> **GOAL OF THE EXERCISE**: Starting at the line that contains "surface. Return only the coordinates." and continuing through the last of the lines below, can you write out each line again, requests included, with 13 added to every number in the coordinates?
::: EXERCISE MATERIALS
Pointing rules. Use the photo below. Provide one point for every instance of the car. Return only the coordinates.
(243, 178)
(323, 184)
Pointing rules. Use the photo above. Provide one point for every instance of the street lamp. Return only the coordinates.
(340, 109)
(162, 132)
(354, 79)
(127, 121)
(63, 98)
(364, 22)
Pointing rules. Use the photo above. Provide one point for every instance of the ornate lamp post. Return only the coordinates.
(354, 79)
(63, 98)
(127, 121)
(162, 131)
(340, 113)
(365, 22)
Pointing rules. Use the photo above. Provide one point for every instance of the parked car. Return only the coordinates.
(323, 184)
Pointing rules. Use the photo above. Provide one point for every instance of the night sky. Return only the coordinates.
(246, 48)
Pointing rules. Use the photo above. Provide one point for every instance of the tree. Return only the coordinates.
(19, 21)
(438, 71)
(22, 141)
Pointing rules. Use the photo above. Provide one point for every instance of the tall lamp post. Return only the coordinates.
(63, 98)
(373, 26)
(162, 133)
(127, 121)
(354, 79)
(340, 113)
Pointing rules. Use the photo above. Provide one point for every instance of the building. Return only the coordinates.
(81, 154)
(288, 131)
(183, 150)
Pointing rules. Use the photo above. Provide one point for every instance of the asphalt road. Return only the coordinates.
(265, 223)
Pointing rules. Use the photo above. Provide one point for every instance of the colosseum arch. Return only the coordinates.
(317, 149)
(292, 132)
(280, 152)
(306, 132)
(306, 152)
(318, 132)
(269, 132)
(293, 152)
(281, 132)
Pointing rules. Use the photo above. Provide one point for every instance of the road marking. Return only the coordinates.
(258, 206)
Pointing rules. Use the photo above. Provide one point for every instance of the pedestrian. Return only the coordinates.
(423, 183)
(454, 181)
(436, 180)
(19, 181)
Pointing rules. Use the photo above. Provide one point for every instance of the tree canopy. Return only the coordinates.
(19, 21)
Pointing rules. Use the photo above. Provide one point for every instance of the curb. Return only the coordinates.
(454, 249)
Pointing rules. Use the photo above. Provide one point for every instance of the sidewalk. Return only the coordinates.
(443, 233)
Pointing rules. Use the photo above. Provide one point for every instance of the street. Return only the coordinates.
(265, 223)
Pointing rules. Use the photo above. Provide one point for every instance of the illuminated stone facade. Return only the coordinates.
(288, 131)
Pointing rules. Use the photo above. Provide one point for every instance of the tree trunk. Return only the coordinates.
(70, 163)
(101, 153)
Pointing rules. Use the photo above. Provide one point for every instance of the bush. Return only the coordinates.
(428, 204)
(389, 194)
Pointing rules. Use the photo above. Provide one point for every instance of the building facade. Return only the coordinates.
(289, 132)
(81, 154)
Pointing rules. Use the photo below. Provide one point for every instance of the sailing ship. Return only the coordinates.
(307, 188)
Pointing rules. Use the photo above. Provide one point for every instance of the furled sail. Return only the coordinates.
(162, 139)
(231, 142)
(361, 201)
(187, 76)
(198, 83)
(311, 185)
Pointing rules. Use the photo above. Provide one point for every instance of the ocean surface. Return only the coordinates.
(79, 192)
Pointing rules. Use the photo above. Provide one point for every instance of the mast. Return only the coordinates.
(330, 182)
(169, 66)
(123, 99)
::::::
> **EXPECTED ANSWER**:
Pointing rules. Use the photo above. Provide one point for every instance of the ocean surface. Return only the coordinates.
(92, 205)
Pointing rules. Use the photo above. Provide one point for every instance of the mast. Return only the coordinates.
(343, 195)
(182, 79)
(136, 112)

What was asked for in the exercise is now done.